What's required is a verbatim printout of all the data.

Dataset entries Start Marker

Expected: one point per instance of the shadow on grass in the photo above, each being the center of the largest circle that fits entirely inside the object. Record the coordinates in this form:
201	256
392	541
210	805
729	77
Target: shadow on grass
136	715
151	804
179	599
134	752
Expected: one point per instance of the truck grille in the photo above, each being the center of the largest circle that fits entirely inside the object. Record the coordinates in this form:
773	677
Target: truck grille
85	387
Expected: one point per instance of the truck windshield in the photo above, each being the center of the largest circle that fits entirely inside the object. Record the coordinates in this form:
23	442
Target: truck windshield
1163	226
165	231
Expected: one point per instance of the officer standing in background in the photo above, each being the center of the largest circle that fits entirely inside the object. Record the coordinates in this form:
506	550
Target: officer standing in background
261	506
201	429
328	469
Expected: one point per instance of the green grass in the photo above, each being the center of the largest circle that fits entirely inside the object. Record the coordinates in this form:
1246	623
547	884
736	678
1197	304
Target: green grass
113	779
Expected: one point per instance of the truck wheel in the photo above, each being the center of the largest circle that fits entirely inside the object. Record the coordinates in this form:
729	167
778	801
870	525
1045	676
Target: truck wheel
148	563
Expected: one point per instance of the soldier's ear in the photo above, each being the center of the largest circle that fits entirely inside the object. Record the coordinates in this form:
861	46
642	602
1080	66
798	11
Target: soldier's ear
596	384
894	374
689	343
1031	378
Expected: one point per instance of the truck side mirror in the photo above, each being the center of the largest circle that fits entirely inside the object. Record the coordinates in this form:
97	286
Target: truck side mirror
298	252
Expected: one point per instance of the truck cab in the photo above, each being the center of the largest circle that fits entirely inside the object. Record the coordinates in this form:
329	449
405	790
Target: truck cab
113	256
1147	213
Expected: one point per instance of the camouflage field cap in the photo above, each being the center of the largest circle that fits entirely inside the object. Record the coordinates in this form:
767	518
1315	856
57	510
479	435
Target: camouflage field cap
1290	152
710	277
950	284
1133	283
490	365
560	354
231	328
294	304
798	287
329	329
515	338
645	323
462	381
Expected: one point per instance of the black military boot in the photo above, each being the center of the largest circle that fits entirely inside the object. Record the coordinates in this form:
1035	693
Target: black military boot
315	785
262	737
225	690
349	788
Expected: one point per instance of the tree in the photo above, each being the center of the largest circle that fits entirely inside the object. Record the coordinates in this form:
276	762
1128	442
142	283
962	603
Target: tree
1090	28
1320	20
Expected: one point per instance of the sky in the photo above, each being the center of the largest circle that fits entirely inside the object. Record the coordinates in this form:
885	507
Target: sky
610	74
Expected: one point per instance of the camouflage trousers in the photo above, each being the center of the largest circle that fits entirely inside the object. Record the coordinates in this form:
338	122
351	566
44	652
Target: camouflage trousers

Dataset entries End Marker

§ **Answer below**
Expected: one point per instance of the shadow on grass in the photo above, each being the center of the largest circle that fits entirely inside the object. Record the coordinates in this form:
201	256
392	541
210	805
729	77
Target: shadow on grass
136	715
151	804
179	599
134	752
Expected: one point per instance of the truck grille in the photo above, each being the center of the largest circle that fits entirely inside the object. Record the coordinates in this form:
773	677
Target: truck grille
85	387
Expected: one point per instance of the truck windshield in the photo above, each being the center of the largest circle that fits entirely inside the object. Record the coordinates in this form:
23	442
Target: truck windshield
1163	226
165	231
Expected: one point per instance of the officer standing in background in the photo above, each being the center of the largest circle that fits entirely inside the object. Record the coordinates in this form:
506	550
Target: officer standing in background
261	506
201	429
328	469
Expected: one point per instance of the green grass in the photo above, each being the center of the largest circle that fits entirely inside the object. Record the coordinates in this form:
1246	623
547	884
736	678
1197	304
Target: green grass
113	779
Expected: one point per instance of the truck wheel in the photo above, each being the center of the largest circle that fits entirely inside the object. Record the coordinates in this form:
729	167
778	801
870	525
1045	676
Target: truck wheel
148	563
Expected: one point per instance of the soldier's ear in the photo above, each being the center of the largest circle that fits entirely inside the object. Record the coordinates in this form:
861	46
642	602
1080	66
798	11
Target: soldier's ear
596	384
894	374
689	343
1031	378
Expected: one point per instance of the truck side mirror in the photo above, each being the center of the largest circle that fits entirely inside the object. Record the coordinates in this form:
97	286
Target: truck side mirror
298	252
Expected: one point per instance of the truck cab in the photo above, each being the center of the largest circle that fits entirely inside the object. Record the coordinates in this form:
329	449
405	790
Target: truck cab
113	256
1147	213
Expected: one point per instance of the camouflage field cap in the photo above, each being the center of the largest circle that fits entirely inside the object. Record the coordinates in this form:
767	518
1315	856
57	510
479	435
Target: camouflage field cap
1290	152
710	277
950	284
1133	283
490	365
560	354
231	328
294	304
798	287
329	329
515	338
645	323
462	381
Expected: one point per instance of the black military boot in the photo above, each being the center of the largest circle that fits entirely inside the object. Record the coordinates in this form:
1035	693
Target: black military boot
315	785
262	737
225	690
349	788
Expected: one point per instance of the tree in the photo above, each being the center of the largest circle that fits entirely inside the object. Record the coordinates in this form:
276	762
1128	442
142	283
962	603
Target: tree
1090	28
1320	20
Expected: one point per instance of the sky in the photo above, each being the center of the largest circle that fits entirely inside the object. Record the coordinates in this form:
885	507
Target: sky
610	74
Expected: one point per instance of the camouflage trousers in the photo above, each being the center of the largest circle that fits entirely inside the object. Record the coordinates in this form:
338	122
351	566
44	652
Target: camouflage trousers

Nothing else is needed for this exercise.